▶ **ЗАДАНИЕ A**: Найдите в приведенных ниже записях все строки, где встречается слово «positive», и перепишите каждую из них полностью.

▶ **ИСХОДНЫЙ ТЕКСТ**:
++++++

Особенно широко развернулось в Зарядье каменное строительство в XVII в. после указа царя Михаила Федоровича, данного в 1629 г. и гласившего: «Которые люди похотят ставить палаты каменные, и тем людям от Государя… будет милостивое слово». Именно начиная с этого времени развивается и закрепляется планировка всего района Зарядья, одного из наиболее интересных и своеобразных районов Москвы.
Покушения на Зарядье начались буквально чуть ли не с первых лет советской власти – не только невежественные правители, но и такие, казалось бы, понимающие ценность древней московской застройки архитекторы, как Л.В. Щусев и И.В. Жолтовский, принялись за позорное дело разрушения Москвы. Так, в плане реконструкции города, разработанном в 1918–1923 гг. этими двумя маститыми архитекторами, предусматривалось настроить в Китай-городе «дома американского типа с вертикальными подъемниками и площадками», а в Зарядье проектировщики видели огромные бетонные террасы, некий подступ к преображенному Китай-городу.
В то время было, однако, не до этих грандиозных планов. К ним вернулись в начале 1930-х гг., когда Сталин с помощью преданного ему окружения решил создать подобающий ему, любимому вождю всех трудящихся, величественный антураж.
В 1934 г. объявили конкурс на проектирование Дома Наркомтяжпрома – Народного комиссариата тяжелой промышленности. Его предполагали возвести на месте ГУМа. Грандиозное здание самых экзотических очертаний, высотой в разных проектах от 150 до 260 метров, нависало над крошечным, по сравнению с ним, Кремлем, который как бы проваливался в глубокий котлован между Наркомтяжпромом с одной стороны и Дворцом Советов – с другой. В этих проектах все Зарядье застраивалось крупными общественными строениями.

++++++

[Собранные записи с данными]

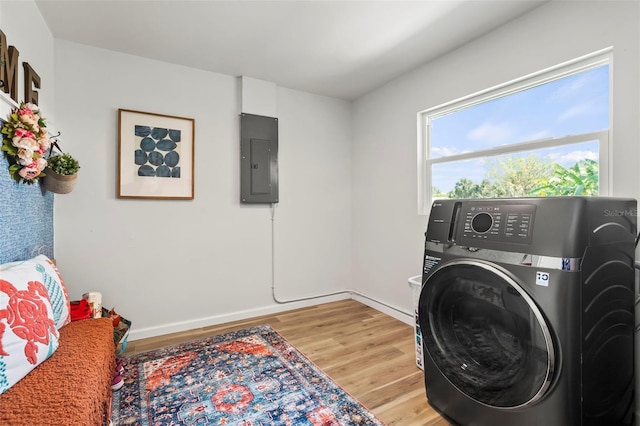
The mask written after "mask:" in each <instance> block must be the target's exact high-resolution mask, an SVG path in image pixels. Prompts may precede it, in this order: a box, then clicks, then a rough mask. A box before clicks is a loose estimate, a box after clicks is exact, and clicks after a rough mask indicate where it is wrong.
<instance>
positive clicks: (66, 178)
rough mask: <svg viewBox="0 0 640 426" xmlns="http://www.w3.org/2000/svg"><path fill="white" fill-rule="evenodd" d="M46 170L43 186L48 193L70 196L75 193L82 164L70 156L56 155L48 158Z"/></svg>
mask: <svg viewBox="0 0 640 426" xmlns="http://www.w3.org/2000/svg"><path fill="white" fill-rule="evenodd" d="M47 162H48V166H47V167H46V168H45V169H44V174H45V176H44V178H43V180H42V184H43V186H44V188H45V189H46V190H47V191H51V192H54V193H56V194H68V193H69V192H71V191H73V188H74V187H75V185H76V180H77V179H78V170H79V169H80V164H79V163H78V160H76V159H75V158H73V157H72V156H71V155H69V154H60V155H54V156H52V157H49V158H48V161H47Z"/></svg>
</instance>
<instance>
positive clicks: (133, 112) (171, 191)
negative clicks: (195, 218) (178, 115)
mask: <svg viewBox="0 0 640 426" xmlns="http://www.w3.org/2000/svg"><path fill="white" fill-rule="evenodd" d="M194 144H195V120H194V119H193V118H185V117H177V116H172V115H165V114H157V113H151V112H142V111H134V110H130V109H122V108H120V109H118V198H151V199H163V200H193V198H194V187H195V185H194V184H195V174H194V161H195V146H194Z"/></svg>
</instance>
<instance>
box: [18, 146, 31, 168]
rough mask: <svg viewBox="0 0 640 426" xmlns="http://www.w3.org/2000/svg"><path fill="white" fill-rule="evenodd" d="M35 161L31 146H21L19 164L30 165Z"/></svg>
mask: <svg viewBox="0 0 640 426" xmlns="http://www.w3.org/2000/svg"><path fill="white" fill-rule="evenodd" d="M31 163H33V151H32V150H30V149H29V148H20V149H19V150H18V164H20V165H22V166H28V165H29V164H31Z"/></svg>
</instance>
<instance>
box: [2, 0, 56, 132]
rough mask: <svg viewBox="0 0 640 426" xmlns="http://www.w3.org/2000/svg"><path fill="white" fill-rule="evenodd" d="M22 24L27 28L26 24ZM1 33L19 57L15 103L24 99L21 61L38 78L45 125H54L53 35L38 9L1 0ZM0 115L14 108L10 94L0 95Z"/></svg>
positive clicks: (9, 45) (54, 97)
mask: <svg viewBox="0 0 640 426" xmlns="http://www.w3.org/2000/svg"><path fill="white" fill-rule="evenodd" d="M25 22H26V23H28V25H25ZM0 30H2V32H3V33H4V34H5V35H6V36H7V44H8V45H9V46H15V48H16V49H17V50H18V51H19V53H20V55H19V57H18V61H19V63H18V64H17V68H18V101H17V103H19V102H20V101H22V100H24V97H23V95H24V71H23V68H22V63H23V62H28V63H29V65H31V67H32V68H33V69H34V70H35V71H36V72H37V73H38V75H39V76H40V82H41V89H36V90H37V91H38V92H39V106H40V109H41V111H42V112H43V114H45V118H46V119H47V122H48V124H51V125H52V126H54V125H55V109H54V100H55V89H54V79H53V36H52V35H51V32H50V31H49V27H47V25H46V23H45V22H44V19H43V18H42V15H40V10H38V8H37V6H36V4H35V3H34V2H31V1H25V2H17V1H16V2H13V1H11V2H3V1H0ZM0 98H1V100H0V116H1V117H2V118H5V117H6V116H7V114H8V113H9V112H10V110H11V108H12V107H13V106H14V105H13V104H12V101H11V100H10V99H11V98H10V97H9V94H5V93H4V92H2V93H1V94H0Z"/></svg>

++++++

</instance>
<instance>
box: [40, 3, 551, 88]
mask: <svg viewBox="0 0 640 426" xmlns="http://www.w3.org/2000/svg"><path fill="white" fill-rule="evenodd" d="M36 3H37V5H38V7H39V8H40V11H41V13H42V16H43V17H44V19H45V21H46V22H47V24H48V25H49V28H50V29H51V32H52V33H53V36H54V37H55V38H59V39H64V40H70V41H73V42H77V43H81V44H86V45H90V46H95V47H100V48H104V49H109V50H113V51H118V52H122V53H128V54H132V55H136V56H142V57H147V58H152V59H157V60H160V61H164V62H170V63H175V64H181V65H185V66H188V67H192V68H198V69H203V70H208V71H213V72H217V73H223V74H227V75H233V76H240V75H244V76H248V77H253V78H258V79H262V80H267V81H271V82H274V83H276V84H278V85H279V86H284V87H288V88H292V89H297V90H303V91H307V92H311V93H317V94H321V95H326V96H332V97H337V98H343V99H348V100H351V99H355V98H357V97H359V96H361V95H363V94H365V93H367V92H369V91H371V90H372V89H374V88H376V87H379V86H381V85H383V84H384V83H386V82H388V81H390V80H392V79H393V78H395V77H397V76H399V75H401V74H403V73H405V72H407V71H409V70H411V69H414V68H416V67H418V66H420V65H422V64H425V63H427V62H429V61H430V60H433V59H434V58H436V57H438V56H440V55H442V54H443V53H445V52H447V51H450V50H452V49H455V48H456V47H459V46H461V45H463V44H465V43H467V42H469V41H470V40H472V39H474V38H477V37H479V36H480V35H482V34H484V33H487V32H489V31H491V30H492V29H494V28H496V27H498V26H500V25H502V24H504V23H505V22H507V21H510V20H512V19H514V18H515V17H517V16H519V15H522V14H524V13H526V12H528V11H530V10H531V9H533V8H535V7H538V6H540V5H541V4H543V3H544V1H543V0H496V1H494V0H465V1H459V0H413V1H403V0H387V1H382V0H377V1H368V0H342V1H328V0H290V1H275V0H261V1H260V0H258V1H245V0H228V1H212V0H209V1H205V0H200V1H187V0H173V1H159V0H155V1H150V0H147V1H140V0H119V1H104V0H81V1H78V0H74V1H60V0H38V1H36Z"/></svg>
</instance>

++++++

▶ **ЗАДАНИЕ B**: Выведите без изменений фрагмент текста о Зарядье, который начинается со слов «Покушения на Зарядье» и заканчивается словами «трудящихся, величественный антураж.».

▶ **МЕСТО ДЛЯ ОТВЕТА A**:
positive clicks: (66, 178)
positive clicks: (133, 112) (171, 191)
positive clicks: (9, 45) (54, 97)

▶ **МЕСТО ДЛЯ ОТВЕТА B**:
Покушения на Зарядье начались буквально чуть ли не с первых лет советской власти – не только невежественные правители, но и такие, казалось бы, понимающие ценность древней московской застройки архитекторы, как Л.В. Щусев и И.В. Жолтовский, принялись за позорное дело разрушения Москвы. Так, в плане реконструкции города, разработанном в 1918–1923 гг. этими двумя маститыми архитекторами, предусматривалось настроить в Китай-городе «дома американского типа с вертикальными подъемниками и площадками», а в Зарядье проектировщики видели огромные бетонные террасы, некий подступ к преображенному Китай-городу.
В то время было, однако, не до этих грандиозных планов. К ним вернулись в начале 1930-х гг., когда Сталин с помощью преданного ему окружения решил создать подобающий ему, любимому вождю всех трудящихся, величественный антураж.